--- START ---

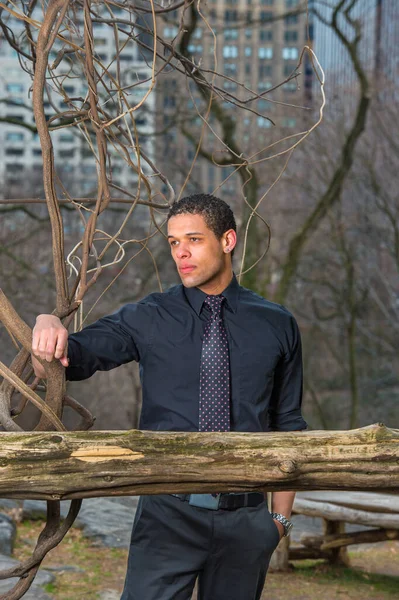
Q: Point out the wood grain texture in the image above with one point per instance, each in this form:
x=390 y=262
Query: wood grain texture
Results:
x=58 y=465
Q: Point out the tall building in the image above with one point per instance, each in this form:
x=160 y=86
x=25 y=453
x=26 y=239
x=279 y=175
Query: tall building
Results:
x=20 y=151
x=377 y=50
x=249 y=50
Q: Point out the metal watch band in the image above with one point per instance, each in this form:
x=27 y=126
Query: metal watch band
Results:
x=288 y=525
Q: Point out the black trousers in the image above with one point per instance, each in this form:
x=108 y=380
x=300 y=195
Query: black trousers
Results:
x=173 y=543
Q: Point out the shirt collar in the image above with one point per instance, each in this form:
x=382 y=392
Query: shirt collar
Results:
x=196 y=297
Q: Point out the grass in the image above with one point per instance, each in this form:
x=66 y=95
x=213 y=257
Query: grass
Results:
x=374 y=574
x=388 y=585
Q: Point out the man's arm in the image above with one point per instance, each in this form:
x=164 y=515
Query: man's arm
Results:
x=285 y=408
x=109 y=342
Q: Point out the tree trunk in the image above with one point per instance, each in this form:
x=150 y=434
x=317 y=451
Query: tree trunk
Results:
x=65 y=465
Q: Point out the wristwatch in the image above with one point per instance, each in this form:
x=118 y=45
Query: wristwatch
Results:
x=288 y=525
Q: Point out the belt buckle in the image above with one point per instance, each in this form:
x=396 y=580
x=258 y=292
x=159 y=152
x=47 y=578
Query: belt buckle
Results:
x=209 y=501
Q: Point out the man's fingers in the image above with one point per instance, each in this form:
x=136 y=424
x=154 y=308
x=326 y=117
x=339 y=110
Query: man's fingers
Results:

--- END ---

Task instructions. Each line from the first line of the listing through the line with "Query: shirt collar" must be printed exactly, both ends included, and no picture may appear.

Exercise answer.
Q: Point out the wood grain texture in the image above with one point per instance, each in this form:
x=390 y=262
Query: wood grain texture
Results:
x=58 y=465
Q: Point out the tall building in the image above with one point per instance, each in this form:
x=160 y=86
x=25 y=453
x=26 y=239
x=279 y=175
Query: tall building
Results:
x=20 y=151
x=377 y=50
x=249 y=50
Q: Point out the metal watch band in the image above with one point per instance, each in this form:
x=27 y=126
Query: metal watch band
Results:
x=288 y=525
Q: Point out the black trousers in the image above with one point per instance, each in this form:
x=108 y=380
x=300 y=195
Query: black trousers
Results:
x=173 y=543
Q: Point out the shirt collar in the image above with one point per instance, each in this form:
x=382 y=392
Query: shirt collar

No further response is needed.